── Supplied material ──

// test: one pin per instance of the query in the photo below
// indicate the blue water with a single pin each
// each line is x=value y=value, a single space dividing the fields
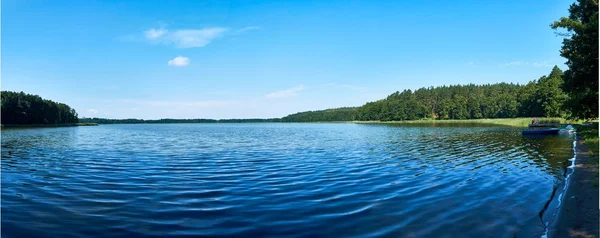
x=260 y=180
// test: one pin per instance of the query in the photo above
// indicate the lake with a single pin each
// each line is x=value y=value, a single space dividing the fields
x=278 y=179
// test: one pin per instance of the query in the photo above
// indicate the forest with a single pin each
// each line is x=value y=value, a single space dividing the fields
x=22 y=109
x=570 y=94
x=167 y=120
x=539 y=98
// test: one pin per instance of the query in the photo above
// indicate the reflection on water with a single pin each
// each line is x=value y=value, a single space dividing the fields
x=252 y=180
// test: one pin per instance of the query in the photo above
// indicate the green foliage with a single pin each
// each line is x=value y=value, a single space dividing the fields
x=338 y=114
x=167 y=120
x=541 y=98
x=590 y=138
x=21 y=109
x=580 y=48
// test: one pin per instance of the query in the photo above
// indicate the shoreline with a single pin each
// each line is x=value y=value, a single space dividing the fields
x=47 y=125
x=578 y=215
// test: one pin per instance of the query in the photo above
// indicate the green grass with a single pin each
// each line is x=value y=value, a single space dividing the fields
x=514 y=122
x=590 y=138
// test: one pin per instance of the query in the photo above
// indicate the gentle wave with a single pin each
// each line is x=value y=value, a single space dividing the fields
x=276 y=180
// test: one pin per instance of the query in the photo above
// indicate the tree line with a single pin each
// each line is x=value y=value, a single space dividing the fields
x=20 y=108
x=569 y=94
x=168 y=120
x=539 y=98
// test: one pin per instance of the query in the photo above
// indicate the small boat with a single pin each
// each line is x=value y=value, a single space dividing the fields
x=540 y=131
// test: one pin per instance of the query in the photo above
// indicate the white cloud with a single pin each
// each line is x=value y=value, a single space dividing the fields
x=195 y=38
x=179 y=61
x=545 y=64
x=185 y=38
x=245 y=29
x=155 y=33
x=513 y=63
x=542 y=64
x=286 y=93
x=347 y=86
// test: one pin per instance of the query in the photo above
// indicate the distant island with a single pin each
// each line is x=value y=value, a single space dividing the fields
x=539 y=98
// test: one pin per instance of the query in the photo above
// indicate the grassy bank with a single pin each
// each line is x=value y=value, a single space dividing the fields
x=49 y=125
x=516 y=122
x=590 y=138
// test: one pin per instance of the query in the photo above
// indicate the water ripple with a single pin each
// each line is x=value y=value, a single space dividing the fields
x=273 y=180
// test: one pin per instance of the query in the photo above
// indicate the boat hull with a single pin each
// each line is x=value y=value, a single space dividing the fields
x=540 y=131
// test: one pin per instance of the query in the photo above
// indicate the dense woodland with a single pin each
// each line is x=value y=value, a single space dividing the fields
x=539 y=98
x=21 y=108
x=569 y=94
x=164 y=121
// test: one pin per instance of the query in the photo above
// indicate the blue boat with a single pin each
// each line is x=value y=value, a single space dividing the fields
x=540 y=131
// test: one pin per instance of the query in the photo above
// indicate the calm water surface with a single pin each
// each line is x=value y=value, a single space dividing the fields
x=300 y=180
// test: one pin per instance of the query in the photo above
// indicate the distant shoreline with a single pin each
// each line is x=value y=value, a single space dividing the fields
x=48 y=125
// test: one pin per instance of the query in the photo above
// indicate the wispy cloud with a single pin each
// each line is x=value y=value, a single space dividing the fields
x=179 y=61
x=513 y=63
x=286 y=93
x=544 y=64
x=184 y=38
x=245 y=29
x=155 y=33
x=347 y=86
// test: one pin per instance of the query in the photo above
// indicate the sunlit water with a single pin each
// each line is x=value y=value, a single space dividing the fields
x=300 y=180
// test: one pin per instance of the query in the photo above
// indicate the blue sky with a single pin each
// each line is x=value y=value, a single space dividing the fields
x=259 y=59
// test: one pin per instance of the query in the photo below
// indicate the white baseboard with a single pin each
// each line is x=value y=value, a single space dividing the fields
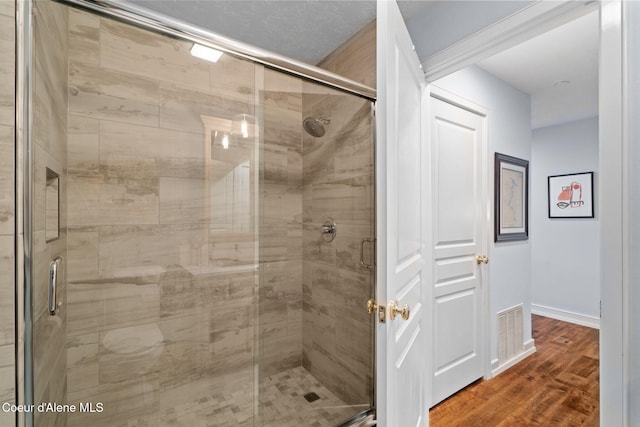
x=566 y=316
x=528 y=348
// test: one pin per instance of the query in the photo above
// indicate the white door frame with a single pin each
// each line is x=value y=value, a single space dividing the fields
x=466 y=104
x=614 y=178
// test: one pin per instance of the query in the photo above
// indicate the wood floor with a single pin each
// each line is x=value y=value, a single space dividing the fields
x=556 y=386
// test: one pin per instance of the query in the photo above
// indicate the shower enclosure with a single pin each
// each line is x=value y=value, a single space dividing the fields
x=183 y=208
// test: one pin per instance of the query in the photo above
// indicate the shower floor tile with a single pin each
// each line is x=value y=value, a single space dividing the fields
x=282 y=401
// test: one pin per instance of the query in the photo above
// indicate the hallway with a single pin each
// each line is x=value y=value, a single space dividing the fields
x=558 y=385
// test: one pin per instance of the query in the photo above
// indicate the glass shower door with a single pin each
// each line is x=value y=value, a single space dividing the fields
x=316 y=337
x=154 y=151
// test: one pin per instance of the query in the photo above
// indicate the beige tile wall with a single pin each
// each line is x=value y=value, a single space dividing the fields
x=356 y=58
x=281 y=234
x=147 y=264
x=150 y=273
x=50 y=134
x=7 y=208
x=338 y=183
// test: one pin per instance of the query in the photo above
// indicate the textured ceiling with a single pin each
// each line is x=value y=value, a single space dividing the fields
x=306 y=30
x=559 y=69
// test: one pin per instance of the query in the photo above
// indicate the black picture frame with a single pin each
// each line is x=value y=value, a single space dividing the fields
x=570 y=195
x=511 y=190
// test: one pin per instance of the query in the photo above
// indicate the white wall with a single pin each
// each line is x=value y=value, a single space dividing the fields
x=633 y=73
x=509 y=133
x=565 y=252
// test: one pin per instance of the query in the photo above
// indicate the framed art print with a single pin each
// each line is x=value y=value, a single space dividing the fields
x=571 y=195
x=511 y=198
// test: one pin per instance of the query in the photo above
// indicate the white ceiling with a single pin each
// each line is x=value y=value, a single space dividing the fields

───

Task details. The expected output is every entry above, character for character, with no pictures.

Problem solution.
// test: one pin per instance of the query in the photo below
// indicate the blue water with a single pin each
// each line is x=value y=value, a single space dividing the fields
x=260 y=180
// test: one pin per instance of the query in the photo above
// indicate the lake with a single pin each
// each line is x=value y=value, a single space dividing the fields
x=278 y=179
// test: one pin per instance of the query in the photo above
// indicate the forest with a single pin each
// each line is x=value y=value, a single space dividing the fields
x=22 y=109
x=570 y=94
x=167 y=120
x=539 y=98
// test: one pin per instance of the query in the photo above
// indicate the reflection on water with a single pin each
// each line is x=value y=value, a single space dividing the fields
x=252 y=180
// test: one pin per instance of the query in the photo above
// indicate the green foliage with a single pin each
// each line is x=value y=value, a single space dividing the fields
x=338 y=114
x=167 y=120
x=541 y=98
x=590 y=138
x=21 y=109
x=580 y=48
// test: one pin per instance of the query in the photo above
// indicate the shoreline with a single pin each
// each line is x=value y=value, a single space dividing the fields
x=47 y=125
x=578 y=215
// test: one pin per instance of the query in the photo above
// indicate the green grass with a single pin each
// each line is x=value y=value, a single space dividing the fields
x=514 y=122
x=590 y=138
// test: one pin per instance of the query in the photo above
// indicate the gentle wave with a single pin each
// each line is x=value y=value, a single space dividing the fields
x=276 y=180
// test: one pin per instance of the query in the photo above
// indicate the tree line with a single pin each
// each line is x=value y=value, a single space dividing the fields
x=20 y=108
x=569 y=94
x=168 y=120
x=539 y=98
// test: one pin per instance of the query in the photo above
// indicate the small boat with a single pin each
// each line is x=value y=value, a single space dividing the fields
x=540 y=131
// test: one pin per instance of the query in the photo above
// indicate the white cloud with a single pin each
// each line is x=value y=value, a single space dividing the fields
x=195 y=38
x=179 y=61
x=545 y=64
x=185 y=38
x=245 y=29
x=155 y=33
x=513 y=63
x=542 y=64
x=286 y=93
x=347 y=86
// test: one pin per instance of the query in the photo above
// indicate the distant island with a single pin each
// each line is x=value y=value, a single space dividing the fields
x=539 y=98
// test: one pin per instance of the query in the photo above
// indicate the grassy bank with a single pin each
// each line is x=value y=value, a single space dividing the fields
x=49 y=125
x=516 y=122
x=590 y=138
// test: one pin per instance of the query in the photo above
// indicate the water ripple with a single pin each
// each line is x=value y=value, a single space dividing the fields
x=273 y=180
// test: one pin per instance of the query in the photo above
// indicate the boat hull with a single pin each
// each line is x=value y=value, a single space dividing the fields
x=540 y=131
// test: one pin per instance of the query in the photo above
// indicate the dense woodland with a single pin each
// each line is x=value y=value, a single space dividing the fields
x=539 y=98
x=21 y=108
x=569 y=94
x=164 y=121
// test: one pin per instance of the query in the photo above
// indicate the blue boat with a single pin each
// each line is x=value y=value, a single space dividing the fields
x=540 y=131
// test: one pin per instance of the query in the photo above
// indicate the calm water surface with a single pin each
// each line is x=value y=value, a single space dividing the fields
x=300 y=180
// test: one pin per instance of the query in the photo above
// indicate the distant shoreline with a single pin each
// each line is x=value y=value, a single space dividing the fields
x=48 y=125
// test: one pin per instance of the query in the photo above
// indicate the wispy cloud with a single pin each
// each line is x=value y=value, a single space dividing the fields
x=179 y=61
x=513 y=63
x=286 y=93
x=544 y=64
x=184 y=38
x=245 y=29
x=155 y=33
x=347 y=86
// test: one pin per instance of the query in the photo above
// indicate the sunlit water with a single pin each
// each line is x=value y=value, a single space dividing the fields
x=300 y=180
// test: one pin per instance of the query in the photo above
// indicate the blue sky with a single pin each
// each line is x=value y=value, a single space dividing the fields
x=259 y=59
// test: one pin per instance of the query in the photo below
// indicate the white baseboard with a single pin each
// each line is x=value y=value, a single space dividing the fields
x=566 y=316
x=528 y=348
// test: one pin per instance of the query in the photo above
// indicate the white door frame with a single pin each
// each line is x=value y=value, a single space dividing the fields
x=466 y=104
x=614 y=178
// test: one pin per instance of the query in the photo above
// indicate the wood floor with a single pin each
// each line is x=value y=value, a single space dividing the fields
x=556 y=386
// test: one pin per instance of the query in the photo above
// indicate the shower enclosure with a single pin each
// each line is x=value y=value, a single space dividing the fields
x=183 y=208
// test: one pin per instance of the query in the photo above
// indicate the shower floor tile with a single pin each
// each line is x=value y=value, a single space dividing the fields
x=282 y=401
// test: one pin per instance of the query in the photo above
// indicate the hallway with a single pin each
// each line is x=value y=value, a single space dividing the fields
x=558 y=385
// test: one pin per instance of the query in the photo above
// indicate the glass shower door with a single pin each
// each line is x=value y=value, a single space dividing the fields
x=316 y=337
x=154 y=151
// test: one pin per instance of the query in the photo above
// indicate the beige tile wall with a single pin each
// each line is x=value y=value, a single space dividing the fields
x=356 y=58
x=281 y=234
x=147 y=264
x=150 y=273
x=50 y=134
x=7 y=208
x=338 y=183
// test: one pin per instance of the query in the photo above
// indicate the textured ceiling with a single pin each
// each line is x=value y=value, a single space dividing the fields
x=306 y=30
x=559 y=69
// test: one pin per instance of the query in the photo above
// indicate the black picture frame with a single pin each
// each line is x=value y=value, a single space dividing the fields
x=570 y=195
x=511 y=190
// test: one pin per instance of the query in the photo above
// indicate the white wall with a single pin each
// each line is x=value y=value, a single space dividing the fields
x=633 y=73
x=509 y=133
x=565 y=252
// test: one pin per instance of the query in the photo above
// indicate the framed art print with a single pin each
// each line is x=value y=value, a single space dividing the fields
x=571 y=195
x=511 y=198
// test: one pin per instance of the query in the photo above
// indicate the white ceiling with a single pin each
// each line is x=value y=value, a single space dividing the fields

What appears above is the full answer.